Rewrite the material below with "decorated egg" replaced by "painted egg" and everything else unchanged. Leave the pictures out of your version.

(Region labeling records)
--------------------------------------------------

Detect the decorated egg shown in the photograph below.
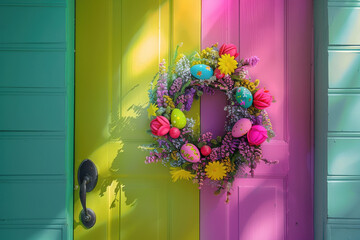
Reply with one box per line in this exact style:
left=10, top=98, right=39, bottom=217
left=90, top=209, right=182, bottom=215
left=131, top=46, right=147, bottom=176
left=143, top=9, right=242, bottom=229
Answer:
left=190, top=64, right=214, bottom=79
left=180, top=143, right=200, bottom=163
left=171, top=108, right=186, bottom=129
left=169, top=127, right=180, bottom=139
left=235, top=87, right=253, bottom=108
left=231, top=118, right=252, bottom=137
left=200, top=145, right=212, bottom=157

--------------------------------------------------

* **Exercise output**:
Detect the painted egg shown in the photograph below.
Reply with one box per line in this exact style:
left=10, top=98, right=39, bottom=217
left=90, top=209, right=182, bottom=215
left=131, top=46, right=147, bottom=176
left=143, top=9, right=242, bottom=229
Answer:
left=190, top=64, right=214, bottom=79
left=180, top=143, right=200, bottom=163
left=171, top=108, right=186, bottom=129
left=169, top=127, right=180, bottom=139
left=235, top=87, right=253, bottom=108
left=231, top=118, right=252, bottom=137
left=200, top=145, right=212, bottom=157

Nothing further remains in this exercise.